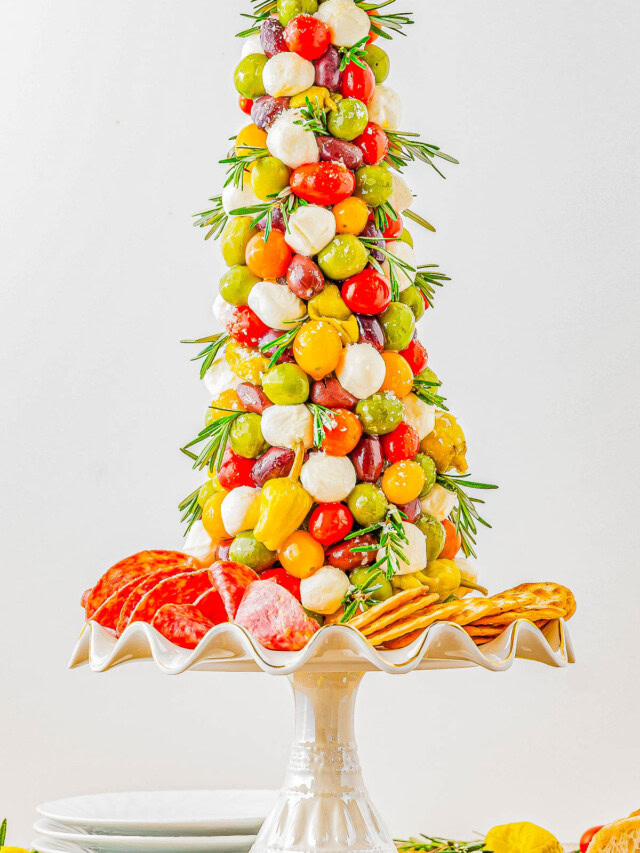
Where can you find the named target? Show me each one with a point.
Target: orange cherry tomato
(344, 436)
(268, 259)
(452, 543)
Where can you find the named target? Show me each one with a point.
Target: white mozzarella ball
(385, 108)
(276, 304)
(419, 415)
(347, 23)
(290, 142)
(328, 479)
(403, 251)
(324, 591)
(361, 370)
(234, 198)
(439, 502)
(285, 426)
(401, 195)
(311, 228)
(288, 74)
(415, 550)
(239, 509)
(252, 45)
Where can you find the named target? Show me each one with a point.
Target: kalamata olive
(328, 72)
(272, 37)
(330, 394)
(412, 510)
(276, 462)
(371, 332)
(368, 459)
(304, 277)
(266, 110)
(341, 556)
(253, 398)
(339, 151)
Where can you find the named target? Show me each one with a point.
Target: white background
(113, 117)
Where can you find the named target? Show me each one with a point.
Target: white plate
(223, 812)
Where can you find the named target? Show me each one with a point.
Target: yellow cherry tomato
(402, 482)
(399, 376)
(301, 555)
(317, 348)
(351, 216)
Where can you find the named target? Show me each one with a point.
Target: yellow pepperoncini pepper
(446, 445)
(284, 505)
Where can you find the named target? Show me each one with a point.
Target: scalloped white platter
(338, 648)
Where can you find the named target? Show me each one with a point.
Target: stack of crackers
(398, 621)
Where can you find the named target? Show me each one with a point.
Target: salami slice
(135, 566)
(182, 624)
(211, 604)
(275, 618)
(232, 581)
(180, 589)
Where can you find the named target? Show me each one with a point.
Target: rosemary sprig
(465, 515)
(216, 436)
(406, 147)
(426, 281)
(214, 219)
(210, 352)
(360, 598)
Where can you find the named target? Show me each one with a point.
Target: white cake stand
(323, 806)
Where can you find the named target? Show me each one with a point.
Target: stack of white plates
(153, 822)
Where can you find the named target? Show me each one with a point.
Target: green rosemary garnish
(210, 352)
(214, 219)
(406, 147)
(465, 515)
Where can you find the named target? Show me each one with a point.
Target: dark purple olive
(339, 151)
(341, 556)
(330, 394)
(328, 72)
(368, 459)
(272, 37)
(371, 331)
(412, 510)
(304, 277)
(276, 462)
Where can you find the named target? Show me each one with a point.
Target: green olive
(378, 62)
(236, 285)
(380, 414)
(234, 239)
(349, 120)
(269, 177)
(286, 385)
(398, 324)
(435, 533)
(345, 256)
(374, 185)
(246, 549)
(245, 436)
(248, 76)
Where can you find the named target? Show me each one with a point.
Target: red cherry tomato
(416, 355)
(329, 523)
(284, 579)
(367, 293)
(323, 183)
(246, 105)
(374, 144)
(358, 82)
(587, 838)
(235, 471)
(246, 327)
(403, 443)
(307, 36)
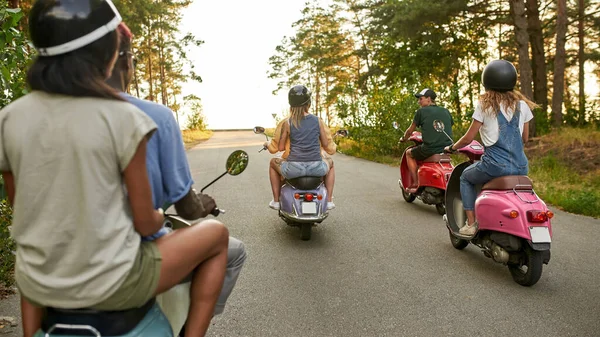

# # # # #

Pick out each line of the records above that has the word "olive" in it. Upper and lower case must match.

**Response:**
Target: kalamata olive
Target: dark purple olive
Target: green olive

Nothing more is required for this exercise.